▶ THE REQUEST: Reproduce every one of the records below word for word, leaving each line unchanged.

▶ SUPPLIED DATA:
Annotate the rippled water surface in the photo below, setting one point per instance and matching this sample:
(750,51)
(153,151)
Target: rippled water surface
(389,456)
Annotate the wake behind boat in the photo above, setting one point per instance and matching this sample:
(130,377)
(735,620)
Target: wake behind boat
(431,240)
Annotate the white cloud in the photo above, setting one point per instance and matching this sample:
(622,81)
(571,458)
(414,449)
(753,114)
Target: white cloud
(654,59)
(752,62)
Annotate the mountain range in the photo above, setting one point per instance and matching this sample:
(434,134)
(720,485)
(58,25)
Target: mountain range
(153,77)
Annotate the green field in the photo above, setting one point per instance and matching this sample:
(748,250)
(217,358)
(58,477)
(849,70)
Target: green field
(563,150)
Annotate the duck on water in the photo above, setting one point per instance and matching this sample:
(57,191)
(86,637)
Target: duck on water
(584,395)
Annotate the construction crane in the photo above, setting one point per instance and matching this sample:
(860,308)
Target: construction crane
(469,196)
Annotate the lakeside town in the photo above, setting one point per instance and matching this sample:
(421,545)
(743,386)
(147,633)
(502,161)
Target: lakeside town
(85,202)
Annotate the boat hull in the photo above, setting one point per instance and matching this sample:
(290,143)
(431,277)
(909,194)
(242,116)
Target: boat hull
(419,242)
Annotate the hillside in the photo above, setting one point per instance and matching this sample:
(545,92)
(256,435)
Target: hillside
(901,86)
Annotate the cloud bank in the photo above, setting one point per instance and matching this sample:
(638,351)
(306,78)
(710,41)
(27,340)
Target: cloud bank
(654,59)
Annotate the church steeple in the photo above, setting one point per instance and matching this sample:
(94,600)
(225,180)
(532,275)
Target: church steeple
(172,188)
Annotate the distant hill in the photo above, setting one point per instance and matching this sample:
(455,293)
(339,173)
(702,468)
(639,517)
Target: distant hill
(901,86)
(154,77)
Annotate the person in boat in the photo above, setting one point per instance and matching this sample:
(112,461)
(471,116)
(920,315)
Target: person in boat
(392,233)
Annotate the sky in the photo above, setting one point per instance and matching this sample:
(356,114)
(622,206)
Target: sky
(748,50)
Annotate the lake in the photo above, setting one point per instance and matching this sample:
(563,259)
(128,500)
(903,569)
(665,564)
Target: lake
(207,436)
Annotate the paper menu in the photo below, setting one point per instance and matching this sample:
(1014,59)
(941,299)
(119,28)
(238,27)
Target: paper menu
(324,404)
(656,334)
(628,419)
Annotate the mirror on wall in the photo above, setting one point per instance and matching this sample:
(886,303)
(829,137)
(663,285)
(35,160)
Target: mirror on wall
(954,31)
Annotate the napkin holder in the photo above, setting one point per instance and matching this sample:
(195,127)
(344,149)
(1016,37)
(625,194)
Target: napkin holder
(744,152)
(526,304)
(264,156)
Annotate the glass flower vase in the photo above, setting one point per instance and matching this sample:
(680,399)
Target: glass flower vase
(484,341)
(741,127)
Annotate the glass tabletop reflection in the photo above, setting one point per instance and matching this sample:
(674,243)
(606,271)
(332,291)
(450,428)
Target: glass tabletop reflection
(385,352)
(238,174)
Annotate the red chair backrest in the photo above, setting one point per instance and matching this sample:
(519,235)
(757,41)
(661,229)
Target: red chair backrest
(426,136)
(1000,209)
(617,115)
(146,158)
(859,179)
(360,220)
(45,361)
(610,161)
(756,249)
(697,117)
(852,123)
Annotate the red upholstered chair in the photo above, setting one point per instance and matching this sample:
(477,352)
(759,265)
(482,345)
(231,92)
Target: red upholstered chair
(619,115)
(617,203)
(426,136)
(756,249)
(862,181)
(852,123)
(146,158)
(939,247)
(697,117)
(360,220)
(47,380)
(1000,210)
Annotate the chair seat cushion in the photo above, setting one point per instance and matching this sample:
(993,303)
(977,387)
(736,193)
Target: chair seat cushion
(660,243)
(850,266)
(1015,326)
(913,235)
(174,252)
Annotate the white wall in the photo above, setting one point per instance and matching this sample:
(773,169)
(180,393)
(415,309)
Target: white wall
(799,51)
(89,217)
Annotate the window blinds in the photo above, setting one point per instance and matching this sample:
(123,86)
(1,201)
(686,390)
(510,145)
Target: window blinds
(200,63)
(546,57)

▶ RESULT OF THIS TASK:
Annotate the rippled water surface in the photo below, setting one point per instance and matching this sample:
(750,51)
(153,151)
Target: rippled water surface
(389,456)
Annotate the wake behind boat in the photo above, setting one point per instance and matching this sample:
(130,377)
(735,620)
Target: wake behind boat
(431,240)
Annotate the white cloud in the photo above, setting one point per instance and matching this sample:
(622,81)
(571,458)
(414,449)
(753,114)
Target: white cloud
(654,59)
(752,62)
Annotate the mountain range in the photo above, setting one point per instance and matching this sample:
(434,134)
(720,485)
(58,25)
Target: mountain range
(153,77)
Annotate the green field in the photo above, setting one point per instance and matching this sample:
(748,250)
(217,358)
(58,477)
(849,70)
Target: green field
(563,150)
Annotate the duck on water in the photo above, setting one point per instance and matching this sample:
(57,191)
(86,637)
Target: duck on water
(584,395)
Annotate the construction crane in the photo above, setting one point per instance and matching this sample:
(860,308)
Target: construction crane
(469,196)
Annotate the lakeside town in the photo above, setting one point per instance and matching this sample:
(421,545)
(743,386)
(147,633)
(502,161)
Target: lakeside town
(85,202)
Annotate the boat hull in the photo above, setting one point per instance and matching this sample:
(290,143)
(431,277)
(909,194)
(242,116)
Target: boat hull
(419,242)
Annotate the hillside in the photo above, setting one point per instance and matching this sample:
(545,92)
(256,435)
Target: hillside
(901,86)
Annotate the cloud bank in the photo above, setting one point per instance and matching this sample:
(638,351)
(306,78)
(710,41)
(27,340)
Target: cloud bank
(654,59)
Annotate the church steeple in the photo above, setting one point per instance and matching this sample:
(94,600)
(225,180)
(532,275)
Target: church steeple
(172,188)
Annotate the distant hill in the photo above, setting one point per instance and matching this sample:
(455,293)
(339,173)
(702,468)
(639,517)
Target: distant hill
(901,86)
(154,77)
Annotate the person in boat in the photo above, setting one point per instance and matching this sample:
(112,461)
(471,116)
(920,315)
Target: person in boat
(392,233)
Annotate the sky in the photo above, setting one point per instance and matching this sample:
(356,114)
(622,206)
Target: sky
(748,50)
Annotate the lake in the photo above, setting one point per instance and matching this sample:
(563,259)
(128,500)
(903,569)
(665,564)
Target: lake
(207,436)
Annotate the paper menu in the photo below, setting one point per instance and matching this sample:
(1014,59)
(941,299)
(119,28)
(238,27)
Target: paper menu
(324,404)
(656,334)
(628,419)
Annotate the mirror on wall in the photo above, setting one point per instance and matching this sample:
(886,303)
(829,137)
(663,285)
(35,160)
Target: mirror on wall
(954,31)
Annotate the napkin holder in the photo above, setting one point per instance and matching this sample:
(195,127)
(344,149)
(1016,37)
(625,194)
Target: napkin holder
(744,152)
(526,304)
(264,156)
Annotate the glass flower vase in the photo above, setting one point per instance and matching this sample:
(680,399)
Target: glass flower vase
(484,341)
(741,127)
Annotate the glass tabletop reflection in the photo above, setting one point per instance and matching this sample:
(674,243)
(606,271)
(332,291)
(450,428)
Target: glass tabletop reflection
(385,352)
(238,174)
Annotate the red chair backrest in the photo above, setting one point per instance and matching this sample:
(519,235)
(757,41)
(661,229)
Target: red chair backrest
(426,136)
(1000,209)
(617,115)
(146,158)
(859,179)
(360,220)
(45,361)
(610,161)
(756,249)
(697,117)
(852,123)
Annotate the red upholstered chair in the photo above, setting one point per instance and matching this sample:
(477,352)
(759,265)
(482,345)
(231,92)
Target: red upholstered chair
(619,115)
(617,203)
(426,136)
(756,249)
(862,181)
(852,123)
(146,158)
(939,247)
(697,117)
(360,220)
(47,380)
(1000,210)
Annotate the chair seat cushion in the photo above, setting one point per instance and matching this sample:
(993,303)
(977,387)
(736,193)
Target: chair seat cushion
(660,243)
(850,266)
(1015,326)
(913,235)
(174,252)
Annotate the white wall in the photo above, setting one point per instance and matching this sample:
(773,169)
(180,393)
(415,309)
Target: white wall
(799,51)
(89,217)
Annotate the window blinds in the photo above, setting one point per instance and matching this sample:
(123,86)
(1,201)
(686,390)
(510,145)
Target: window blinds
(200,63)
(546,57)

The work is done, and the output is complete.